-- Point-per-instance localization data --
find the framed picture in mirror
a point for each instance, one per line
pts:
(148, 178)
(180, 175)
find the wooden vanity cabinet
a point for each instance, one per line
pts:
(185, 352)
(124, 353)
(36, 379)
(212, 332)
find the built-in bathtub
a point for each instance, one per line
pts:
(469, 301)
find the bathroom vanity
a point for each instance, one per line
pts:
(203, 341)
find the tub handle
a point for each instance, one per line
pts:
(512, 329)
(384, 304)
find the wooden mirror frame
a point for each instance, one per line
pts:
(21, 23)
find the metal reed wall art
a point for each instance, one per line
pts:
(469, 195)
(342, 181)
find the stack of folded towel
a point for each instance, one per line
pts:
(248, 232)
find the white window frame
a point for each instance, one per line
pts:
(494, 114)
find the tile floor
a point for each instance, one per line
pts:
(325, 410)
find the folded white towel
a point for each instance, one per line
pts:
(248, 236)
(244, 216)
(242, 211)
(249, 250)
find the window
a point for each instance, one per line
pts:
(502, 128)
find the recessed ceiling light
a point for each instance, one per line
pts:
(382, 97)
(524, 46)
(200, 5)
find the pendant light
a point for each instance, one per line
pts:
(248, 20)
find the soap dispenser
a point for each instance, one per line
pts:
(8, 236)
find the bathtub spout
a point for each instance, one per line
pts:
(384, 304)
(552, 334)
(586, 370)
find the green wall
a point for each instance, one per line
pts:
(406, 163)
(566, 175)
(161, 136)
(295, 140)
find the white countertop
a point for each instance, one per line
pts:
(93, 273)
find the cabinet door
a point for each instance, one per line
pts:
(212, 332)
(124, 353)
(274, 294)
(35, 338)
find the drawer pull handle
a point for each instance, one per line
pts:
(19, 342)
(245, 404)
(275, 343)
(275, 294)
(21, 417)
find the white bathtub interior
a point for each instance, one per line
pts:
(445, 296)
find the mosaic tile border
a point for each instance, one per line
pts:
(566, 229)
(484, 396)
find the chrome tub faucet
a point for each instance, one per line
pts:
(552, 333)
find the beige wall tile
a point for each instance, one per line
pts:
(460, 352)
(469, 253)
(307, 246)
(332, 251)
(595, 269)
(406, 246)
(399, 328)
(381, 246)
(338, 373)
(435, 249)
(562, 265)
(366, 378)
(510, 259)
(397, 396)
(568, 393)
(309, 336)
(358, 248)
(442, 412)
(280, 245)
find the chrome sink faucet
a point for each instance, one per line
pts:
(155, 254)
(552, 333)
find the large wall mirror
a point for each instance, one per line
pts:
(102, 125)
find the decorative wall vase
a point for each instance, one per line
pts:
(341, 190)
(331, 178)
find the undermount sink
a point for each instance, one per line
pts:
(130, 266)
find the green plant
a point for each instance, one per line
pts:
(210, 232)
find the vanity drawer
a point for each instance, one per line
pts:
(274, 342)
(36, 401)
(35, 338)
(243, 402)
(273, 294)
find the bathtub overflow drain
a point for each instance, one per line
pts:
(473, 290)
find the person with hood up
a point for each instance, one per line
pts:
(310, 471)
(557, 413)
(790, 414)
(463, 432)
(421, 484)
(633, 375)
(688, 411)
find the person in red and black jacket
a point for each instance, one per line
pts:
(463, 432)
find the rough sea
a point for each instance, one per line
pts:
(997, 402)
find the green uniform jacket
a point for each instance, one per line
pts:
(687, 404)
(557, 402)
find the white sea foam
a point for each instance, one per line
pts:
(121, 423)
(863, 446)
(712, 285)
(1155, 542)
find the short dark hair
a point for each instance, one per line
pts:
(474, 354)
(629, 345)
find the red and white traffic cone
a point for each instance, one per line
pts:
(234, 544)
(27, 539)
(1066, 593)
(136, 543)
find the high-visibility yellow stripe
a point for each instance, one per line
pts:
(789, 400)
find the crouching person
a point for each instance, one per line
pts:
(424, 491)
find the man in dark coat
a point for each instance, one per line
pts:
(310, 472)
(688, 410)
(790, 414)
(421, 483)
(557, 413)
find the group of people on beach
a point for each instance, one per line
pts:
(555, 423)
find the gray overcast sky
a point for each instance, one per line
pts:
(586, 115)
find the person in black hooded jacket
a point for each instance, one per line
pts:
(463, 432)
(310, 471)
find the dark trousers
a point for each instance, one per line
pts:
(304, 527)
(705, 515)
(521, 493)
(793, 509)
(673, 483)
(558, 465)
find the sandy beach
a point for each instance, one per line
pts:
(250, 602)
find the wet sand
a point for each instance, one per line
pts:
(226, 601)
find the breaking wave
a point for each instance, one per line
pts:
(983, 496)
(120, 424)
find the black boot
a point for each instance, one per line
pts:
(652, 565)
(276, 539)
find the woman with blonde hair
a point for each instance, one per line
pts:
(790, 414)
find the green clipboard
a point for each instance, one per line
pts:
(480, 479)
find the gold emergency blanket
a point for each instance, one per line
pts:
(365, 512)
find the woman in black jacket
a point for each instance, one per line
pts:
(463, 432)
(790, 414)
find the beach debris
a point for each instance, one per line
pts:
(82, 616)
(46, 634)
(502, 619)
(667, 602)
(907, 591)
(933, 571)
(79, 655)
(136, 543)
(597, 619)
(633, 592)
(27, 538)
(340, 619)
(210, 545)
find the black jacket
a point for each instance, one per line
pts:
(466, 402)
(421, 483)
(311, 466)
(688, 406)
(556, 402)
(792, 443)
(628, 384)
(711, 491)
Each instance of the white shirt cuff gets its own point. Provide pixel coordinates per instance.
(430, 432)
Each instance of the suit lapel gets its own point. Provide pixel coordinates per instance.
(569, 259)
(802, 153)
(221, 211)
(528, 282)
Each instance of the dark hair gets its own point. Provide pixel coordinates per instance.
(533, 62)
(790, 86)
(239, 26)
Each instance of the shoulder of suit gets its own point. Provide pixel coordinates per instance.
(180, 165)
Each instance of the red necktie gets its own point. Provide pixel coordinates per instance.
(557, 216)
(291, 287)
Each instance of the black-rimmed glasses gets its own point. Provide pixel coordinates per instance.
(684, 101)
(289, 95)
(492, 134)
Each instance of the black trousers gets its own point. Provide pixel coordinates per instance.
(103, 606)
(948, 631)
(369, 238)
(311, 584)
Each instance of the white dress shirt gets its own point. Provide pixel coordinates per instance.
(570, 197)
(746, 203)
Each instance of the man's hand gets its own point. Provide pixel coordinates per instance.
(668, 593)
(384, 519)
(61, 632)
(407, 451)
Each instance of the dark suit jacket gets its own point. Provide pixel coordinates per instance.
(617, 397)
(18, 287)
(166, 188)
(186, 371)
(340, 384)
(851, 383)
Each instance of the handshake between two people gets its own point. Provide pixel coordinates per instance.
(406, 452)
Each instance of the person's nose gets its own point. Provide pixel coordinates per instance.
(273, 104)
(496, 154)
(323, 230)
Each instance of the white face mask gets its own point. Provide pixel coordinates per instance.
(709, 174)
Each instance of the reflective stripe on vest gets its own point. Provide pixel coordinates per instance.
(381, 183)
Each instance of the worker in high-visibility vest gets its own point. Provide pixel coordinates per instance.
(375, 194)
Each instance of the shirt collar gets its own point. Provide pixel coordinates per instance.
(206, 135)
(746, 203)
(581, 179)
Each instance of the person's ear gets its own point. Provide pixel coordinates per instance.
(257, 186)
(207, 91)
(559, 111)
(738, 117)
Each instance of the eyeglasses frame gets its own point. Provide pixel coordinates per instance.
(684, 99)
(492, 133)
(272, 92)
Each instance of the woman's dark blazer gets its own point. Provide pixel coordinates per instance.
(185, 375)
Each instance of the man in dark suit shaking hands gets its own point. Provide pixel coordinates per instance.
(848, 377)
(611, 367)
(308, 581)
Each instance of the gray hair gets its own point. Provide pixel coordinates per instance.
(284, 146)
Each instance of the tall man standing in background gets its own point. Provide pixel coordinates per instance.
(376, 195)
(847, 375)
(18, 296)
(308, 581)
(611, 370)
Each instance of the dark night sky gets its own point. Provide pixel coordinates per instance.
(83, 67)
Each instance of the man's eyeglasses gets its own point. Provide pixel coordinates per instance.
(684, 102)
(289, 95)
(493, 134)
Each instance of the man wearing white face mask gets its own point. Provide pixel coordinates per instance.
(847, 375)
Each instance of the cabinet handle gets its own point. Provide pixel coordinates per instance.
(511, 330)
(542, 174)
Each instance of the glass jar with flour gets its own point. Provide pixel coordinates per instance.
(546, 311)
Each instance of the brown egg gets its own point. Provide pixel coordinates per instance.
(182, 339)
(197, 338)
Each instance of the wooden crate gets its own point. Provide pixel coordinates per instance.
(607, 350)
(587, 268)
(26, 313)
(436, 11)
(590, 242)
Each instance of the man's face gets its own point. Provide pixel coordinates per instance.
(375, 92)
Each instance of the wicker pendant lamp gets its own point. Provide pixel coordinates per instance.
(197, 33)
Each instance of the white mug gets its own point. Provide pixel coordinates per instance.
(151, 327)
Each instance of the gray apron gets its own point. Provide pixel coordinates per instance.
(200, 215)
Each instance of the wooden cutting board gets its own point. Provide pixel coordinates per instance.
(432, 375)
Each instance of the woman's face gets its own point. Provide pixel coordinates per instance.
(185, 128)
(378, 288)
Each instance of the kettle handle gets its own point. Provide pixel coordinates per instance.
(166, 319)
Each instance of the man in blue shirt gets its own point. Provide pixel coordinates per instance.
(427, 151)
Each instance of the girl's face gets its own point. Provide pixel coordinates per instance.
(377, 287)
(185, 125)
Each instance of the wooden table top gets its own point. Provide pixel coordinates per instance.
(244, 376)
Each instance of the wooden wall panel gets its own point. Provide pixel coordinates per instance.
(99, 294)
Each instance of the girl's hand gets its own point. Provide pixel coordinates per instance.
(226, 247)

-- Your objective --
Above are some records. Count the lines among them with the word "sink", and answer with the number only.

-- Answer to the problem --
2